» WRITTEN INSTRUCTION: From the line containing "Expected: a single pin indicated on each instance of the window" down to the last line of the material, return those lines verbatim and only those.

» INPUT RECORDS:
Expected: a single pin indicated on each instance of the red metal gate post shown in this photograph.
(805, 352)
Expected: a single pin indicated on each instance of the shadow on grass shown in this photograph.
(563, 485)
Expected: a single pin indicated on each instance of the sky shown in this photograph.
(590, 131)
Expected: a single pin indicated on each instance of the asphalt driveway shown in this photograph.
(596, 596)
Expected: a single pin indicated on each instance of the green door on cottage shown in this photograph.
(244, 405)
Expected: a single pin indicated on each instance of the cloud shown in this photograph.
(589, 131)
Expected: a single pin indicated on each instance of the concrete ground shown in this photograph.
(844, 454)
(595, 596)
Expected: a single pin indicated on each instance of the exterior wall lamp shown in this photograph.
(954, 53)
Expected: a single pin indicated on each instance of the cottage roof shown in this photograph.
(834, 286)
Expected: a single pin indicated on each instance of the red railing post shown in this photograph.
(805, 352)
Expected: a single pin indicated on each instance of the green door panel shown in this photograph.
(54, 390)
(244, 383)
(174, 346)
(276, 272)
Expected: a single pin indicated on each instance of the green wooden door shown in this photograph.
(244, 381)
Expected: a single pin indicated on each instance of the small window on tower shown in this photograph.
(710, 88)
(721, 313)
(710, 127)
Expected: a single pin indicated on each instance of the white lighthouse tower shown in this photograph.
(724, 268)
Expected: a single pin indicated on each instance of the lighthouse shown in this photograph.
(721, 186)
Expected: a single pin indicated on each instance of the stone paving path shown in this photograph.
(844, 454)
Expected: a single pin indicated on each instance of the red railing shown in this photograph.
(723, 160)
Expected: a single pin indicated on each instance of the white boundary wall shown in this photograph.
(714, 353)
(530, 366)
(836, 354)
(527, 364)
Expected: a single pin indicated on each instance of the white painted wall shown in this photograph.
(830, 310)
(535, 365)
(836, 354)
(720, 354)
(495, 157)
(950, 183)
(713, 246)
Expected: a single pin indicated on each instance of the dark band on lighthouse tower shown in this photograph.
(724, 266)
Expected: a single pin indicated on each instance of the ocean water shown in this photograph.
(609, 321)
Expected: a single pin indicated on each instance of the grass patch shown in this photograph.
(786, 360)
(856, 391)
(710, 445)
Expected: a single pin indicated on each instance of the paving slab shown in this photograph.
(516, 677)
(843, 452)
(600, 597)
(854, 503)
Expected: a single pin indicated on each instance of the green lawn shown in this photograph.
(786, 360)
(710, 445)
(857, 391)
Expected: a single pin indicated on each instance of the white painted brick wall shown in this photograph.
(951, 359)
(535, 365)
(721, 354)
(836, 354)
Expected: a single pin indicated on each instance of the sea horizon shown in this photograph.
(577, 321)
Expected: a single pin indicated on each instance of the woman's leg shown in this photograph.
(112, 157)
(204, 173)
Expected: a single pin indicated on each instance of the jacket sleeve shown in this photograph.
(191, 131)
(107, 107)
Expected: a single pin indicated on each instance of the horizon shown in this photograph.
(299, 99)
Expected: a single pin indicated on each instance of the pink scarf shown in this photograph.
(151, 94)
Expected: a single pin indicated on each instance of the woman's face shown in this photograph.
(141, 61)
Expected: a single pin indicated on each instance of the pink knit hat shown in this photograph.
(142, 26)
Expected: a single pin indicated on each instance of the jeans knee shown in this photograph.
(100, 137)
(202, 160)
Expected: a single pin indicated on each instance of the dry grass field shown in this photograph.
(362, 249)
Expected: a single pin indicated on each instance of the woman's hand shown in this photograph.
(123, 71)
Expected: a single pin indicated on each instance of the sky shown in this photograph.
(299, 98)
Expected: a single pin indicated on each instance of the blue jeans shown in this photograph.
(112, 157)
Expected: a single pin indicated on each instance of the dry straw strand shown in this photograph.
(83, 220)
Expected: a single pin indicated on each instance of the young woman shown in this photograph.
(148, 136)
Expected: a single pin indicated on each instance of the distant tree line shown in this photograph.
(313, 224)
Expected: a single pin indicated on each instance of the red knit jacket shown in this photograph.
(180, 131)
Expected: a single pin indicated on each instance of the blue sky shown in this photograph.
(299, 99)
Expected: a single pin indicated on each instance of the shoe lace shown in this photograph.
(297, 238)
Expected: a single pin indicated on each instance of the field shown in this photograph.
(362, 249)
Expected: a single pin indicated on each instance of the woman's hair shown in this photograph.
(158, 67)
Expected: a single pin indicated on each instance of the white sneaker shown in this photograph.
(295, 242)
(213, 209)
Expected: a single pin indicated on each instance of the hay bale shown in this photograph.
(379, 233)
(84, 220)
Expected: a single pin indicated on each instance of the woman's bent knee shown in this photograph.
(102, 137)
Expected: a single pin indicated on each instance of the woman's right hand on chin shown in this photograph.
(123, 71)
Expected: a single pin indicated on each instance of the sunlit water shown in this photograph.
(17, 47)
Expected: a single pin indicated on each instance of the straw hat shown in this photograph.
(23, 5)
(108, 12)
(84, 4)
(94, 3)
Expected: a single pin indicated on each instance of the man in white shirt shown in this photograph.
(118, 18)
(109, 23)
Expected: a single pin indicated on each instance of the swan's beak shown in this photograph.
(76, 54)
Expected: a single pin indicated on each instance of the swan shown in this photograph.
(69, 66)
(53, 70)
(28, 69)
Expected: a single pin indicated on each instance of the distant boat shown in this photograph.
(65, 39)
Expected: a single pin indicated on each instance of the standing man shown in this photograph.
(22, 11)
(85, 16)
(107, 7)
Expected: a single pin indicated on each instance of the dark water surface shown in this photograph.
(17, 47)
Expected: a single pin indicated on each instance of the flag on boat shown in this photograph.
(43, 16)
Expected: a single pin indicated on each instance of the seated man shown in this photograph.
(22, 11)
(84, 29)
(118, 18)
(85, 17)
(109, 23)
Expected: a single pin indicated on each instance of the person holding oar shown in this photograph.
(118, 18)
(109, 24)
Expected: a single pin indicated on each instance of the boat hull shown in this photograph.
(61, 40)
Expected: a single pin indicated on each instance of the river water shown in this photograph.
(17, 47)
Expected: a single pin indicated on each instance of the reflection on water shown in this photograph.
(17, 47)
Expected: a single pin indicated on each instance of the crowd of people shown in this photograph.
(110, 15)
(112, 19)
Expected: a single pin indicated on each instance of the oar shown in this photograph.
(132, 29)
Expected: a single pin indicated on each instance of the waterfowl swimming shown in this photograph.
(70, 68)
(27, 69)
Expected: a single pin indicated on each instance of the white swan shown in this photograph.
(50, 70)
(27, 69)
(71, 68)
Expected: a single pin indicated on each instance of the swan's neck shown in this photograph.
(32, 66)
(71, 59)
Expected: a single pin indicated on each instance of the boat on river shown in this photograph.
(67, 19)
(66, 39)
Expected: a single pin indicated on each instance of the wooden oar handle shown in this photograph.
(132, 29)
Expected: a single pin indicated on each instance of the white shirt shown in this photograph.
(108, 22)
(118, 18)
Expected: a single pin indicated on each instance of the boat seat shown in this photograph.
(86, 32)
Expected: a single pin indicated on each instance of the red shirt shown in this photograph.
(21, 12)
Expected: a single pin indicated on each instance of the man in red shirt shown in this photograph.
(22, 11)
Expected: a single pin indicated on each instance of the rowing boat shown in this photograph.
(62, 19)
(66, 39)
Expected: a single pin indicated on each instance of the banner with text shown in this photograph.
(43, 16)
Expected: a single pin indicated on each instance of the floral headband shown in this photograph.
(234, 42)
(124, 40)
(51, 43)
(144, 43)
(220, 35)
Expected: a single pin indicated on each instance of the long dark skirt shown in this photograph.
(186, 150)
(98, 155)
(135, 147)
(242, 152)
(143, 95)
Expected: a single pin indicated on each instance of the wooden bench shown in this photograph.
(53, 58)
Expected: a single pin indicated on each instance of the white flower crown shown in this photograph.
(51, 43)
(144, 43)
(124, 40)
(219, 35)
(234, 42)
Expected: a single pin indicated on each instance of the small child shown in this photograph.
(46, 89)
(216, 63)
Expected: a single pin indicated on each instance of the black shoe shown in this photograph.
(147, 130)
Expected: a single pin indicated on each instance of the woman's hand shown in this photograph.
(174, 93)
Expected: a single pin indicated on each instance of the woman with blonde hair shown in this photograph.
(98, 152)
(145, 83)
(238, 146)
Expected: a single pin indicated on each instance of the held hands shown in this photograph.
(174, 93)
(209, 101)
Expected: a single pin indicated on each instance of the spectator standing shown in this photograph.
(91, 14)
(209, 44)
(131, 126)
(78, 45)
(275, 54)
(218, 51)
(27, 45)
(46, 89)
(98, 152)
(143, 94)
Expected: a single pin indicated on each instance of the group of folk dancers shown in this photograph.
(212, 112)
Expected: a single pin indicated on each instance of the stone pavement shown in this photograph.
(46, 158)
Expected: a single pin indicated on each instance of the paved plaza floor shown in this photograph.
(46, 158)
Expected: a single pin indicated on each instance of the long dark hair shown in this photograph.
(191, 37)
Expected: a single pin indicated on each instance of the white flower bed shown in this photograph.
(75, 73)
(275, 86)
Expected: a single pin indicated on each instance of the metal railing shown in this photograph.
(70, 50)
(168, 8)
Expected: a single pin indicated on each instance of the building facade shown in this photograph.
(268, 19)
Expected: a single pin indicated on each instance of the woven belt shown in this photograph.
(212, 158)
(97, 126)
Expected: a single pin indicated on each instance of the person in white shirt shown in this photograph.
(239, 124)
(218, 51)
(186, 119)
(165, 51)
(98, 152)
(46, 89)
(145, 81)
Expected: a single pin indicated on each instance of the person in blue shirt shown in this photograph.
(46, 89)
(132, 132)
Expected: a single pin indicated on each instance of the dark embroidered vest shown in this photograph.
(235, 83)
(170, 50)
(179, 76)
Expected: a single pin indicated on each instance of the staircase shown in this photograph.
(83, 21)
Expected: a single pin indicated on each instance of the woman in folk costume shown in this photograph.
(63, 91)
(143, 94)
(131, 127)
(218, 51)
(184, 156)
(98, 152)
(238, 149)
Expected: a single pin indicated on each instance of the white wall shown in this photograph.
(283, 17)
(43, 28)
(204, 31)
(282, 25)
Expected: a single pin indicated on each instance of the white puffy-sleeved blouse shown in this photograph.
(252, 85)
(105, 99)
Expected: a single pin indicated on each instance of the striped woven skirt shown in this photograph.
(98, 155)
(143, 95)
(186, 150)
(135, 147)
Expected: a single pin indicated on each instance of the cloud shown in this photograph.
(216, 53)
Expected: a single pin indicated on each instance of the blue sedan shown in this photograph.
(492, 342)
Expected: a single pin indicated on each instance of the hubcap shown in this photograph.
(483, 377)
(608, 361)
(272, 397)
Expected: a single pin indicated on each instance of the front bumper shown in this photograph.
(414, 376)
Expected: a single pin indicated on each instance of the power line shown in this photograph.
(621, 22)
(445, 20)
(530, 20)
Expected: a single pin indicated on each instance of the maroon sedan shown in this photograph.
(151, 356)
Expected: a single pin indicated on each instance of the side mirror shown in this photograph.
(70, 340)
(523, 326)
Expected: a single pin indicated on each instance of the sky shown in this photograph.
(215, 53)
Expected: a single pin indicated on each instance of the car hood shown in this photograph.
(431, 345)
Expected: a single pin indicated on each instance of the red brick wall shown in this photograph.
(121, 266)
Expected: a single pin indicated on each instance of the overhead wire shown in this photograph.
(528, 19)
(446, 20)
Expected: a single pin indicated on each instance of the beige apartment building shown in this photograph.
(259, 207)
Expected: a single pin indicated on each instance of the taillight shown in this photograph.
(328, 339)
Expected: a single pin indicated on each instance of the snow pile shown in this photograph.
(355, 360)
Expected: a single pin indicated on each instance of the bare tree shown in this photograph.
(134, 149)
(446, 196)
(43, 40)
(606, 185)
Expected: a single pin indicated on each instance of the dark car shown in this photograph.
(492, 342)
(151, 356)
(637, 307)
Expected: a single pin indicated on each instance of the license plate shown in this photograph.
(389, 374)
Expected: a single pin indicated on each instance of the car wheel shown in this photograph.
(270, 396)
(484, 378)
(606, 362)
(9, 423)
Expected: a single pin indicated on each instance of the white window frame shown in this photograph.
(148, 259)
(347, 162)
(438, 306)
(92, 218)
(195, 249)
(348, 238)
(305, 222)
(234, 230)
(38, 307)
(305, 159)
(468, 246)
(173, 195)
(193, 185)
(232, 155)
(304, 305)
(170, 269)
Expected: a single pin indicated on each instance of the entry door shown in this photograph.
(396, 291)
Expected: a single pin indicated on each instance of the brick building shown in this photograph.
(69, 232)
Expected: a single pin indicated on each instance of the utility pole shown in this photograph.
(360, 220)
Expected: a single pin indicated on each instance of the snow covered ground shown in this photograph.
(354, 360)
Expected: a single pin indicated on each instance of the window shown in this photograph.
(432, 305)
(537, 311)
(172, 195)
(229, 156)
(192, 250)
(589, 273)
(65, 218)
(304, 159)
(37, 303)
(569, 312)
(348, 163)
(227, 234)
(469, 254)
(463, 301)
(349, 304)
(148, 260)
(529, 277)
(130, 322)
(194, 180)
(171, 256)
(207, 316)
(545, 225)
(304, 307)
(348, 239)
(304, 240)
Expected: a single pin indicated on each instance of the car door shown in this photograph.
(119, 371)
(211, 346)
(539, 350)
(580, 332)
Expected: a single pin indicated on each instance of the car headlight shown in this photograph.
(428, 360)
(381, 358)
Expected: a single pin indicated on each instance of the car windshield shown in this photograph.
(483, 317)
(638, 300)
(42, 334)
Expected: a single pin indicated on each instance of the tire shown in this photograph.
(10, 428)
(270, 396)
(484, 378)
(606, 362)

» EXERCISE RESULT:
Expected: a single pin indicated on each instance of the window shown in this photograph.
(432, 305)
(537, 311)
(172, 195)
(229, 156)
(192, 250)
(589, 273)
(65, 218)
(304, 159)
(37, 303)
(569, 312)
(348, 163)
(227, 234)
(469, 254)
(463, 301)
(349, 304)
(148, 260)
(529, 277)
(130, 322)
(194, 180)
(171, 256)
(207, 316)
(545, 225)
(304, 307)
(348, 239)
(304, 240)
Expected: a single pin indicated on each instance of the car door shown in this photograph.
(119, 371)
(211, 346)
(539, 350)
(580, 332)
Expected: a single pin indicated on each instance of the car headlight shown in this photograph.
(428, 360)
(381, 358)
Expected: a single pin indicated on each instance of the car windshield shown in this photograph.
(483, 317)
(638, 300)
(42, 334)
Expected: a single pin indicated on each instance of the tire shown in this photograph.
(10, 428)
(270, 396)
(484, 378)
(606, 362)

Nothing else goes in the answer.